Well, PyString_AsString() works on subclasses as well as on str itself.
I'm not sure what operations you're thinking about here.
msg126607 - (view) Author: Andrey Popp (andreypopp) Date: 2011-01-20 13:24
I've also sent message[1] to web-sig about this issue.

[1]: http://mail.python.org/pipermail/web-sig/2011-January/004986.html
msg126636 - (view) Author: PJ Eby (pje) * (Python committer) Date: 2011-01-20 18:39
PyString_AsString() only "works on subclasses" if their internal representation is the same as type str.  So we can't say "subclass of str" without *also* specifying that the subclass store its contents in exactly the same way as an object of type str...  which means all we've really done is to make the specification longer and more complicated.
msg126637 - (view) Author: Antoine Pitrou (pitrou) * (Python committer) Date: 2011-01-20 19:30
> PyString_AsString() only "works on subclasses" if their internal
> representation is the same as type str.  So we can't say "subclass of
> str" without *also* specifying that the subclass store its contents in
> exactly the same way as an object of type str...

There's no point in subclassing str if you're using a different
representation. You're not only wasting space, but some things will
behave badly (precisely because of lot of C functions will call
PyString_Check() and then PyString_AsString()).
So, what you call a limitation isn't really one.

> which means all we've really done is to make the specification longer
> and more complicated

That doesn't follow from the above.
msg126749 - (view) Author: PJ Eby (pje) * (Python committer) Date: 2011-01-21 15:40
Implicit knowledge in your own head about what might or might not be a good idea to program is not the same thing as a specification.  "type(x) is str" is a good specification in this context, while "string subclasses, but only if they're really str" does not.

And the reason why that is, is because the first specification allows server implementers to say, "your type is not str, so you are not conformant; go fix your code."   The second "specification" is just an invitation to (number of server implementations)*(number of string implementations) arguments about what conformance is.

***

▶ Description of the task
List every message number that appears in the forum thread above.

***

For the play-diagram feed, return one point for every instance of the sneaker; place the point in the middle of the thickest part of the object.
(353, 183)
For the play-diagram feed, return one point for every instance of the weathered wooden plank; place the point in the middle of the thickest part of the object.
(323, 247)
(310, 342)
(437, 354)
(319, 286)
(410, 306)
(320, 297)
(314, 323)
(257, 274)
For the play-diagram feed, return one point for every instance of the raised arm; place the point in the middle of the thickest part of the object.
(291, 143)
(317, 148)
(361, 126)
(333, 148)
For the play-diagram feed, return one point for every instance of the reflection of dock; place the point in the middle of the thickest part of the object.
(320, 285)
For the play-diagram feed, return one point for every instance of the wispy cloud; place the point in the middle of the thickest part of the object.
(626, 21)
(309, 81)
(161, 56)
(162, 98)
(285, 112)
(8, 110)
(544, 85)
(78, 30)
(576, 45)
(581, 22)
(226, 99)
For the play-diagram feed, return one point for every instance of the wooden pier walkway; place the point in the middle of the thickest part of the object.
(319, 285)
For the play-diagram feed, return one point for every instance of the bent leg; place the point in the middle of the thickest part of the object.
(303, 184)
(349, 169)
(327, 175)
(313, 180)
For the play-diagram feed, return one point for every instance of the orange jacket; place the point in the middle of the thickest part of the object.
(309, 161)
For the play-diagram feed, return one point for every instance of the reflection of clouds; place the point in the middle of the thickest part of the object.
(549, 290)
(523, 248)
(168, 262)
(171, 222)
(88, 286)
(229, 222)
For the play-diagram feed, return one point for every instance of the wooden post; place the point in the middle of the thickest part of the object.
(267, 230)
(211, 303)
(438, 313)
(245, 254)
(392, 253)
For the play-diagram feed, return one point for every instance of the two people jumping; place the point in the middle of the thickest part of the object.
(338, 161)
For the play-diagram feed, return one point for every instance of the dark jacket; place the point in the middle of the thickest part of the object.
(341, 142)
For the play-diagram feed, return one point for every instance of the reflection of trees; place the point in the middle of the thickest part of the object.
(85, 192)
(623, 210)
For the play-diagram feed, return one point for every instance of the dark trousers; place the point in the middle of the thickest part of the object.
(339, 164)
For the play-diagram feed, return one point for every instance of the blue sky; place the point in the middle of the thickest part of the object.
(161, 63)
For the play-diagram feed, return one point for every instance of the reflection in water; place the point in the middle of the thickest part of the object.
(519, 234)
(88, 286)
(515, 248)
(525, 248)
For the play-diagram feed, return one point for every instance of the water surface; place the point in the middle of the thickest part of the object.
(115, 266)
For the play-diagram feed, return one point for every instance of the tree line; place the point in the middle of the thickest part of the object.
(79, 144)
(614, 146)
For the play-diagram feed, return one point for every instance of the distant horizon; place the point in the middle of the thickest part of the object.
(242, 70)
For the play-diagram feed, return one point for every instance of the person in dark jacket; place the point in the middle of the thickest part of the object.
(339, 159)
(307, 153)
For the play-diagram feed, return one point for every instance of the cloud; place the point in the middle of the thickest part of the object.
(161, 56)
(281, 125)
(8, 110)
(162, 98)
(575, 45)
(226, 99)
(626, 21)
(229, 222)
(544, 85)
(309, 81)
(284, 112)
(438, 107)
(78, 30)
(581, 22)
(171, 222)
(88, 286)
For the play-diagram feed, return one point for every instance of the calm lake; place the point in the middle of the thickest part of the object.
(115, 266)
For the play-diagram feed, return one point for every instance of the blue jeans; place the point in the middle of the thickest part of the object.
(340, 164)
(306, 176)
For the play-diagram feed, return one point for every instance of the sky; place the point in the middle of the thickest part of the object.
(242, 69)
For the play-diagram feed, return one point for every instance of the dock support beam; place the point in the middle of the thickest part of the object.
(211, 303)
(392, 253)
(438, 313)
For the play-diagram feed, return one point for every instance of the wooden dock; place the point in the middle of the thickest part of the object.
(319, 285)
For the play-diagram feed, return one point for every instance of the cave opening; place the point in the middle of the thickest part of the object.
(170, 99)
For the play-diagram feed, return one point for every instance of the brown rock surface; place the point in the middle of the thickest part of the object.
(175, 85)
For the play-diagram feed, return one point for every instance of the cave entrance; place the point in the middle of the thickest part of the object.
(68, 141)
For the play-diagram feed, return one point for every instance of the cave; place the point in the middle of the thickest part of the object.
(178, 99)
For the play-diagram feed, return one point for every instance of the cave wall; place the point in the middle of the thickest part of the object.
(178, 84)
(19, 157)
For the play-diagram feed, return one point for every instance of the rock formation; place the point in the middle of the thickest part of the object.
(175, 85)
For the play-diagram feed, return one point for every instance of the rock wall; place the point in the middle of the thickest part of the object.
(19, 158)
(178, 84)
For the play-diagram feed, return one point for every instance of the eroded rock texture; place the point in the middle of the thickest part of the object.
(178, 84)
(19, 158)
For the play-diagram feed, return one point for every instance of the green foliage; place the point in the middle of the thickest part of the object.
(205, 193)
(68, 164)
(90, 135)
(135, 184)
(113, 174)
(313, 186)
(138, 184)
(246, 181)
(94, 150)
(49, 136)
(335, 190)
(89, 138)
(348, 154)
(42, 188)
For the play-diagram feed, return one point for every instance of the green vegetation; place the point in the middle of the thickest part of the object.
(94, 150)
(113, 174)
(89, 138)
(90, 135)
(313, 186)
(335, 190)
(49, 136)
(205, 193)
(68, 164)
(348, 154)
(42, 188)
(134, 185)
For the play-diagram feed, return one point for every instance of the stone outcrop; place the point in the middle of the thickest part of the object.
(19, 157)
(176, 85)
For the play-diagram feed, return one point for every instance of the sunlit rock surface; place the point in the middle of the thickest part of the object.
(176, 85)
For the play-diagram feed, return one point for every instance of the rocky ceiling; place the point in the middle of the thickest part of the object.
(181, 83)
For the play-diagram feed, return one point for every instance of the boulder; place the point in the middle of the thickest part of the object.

***

▶ Task output
msg126607, msg126636, msg126637, msg126749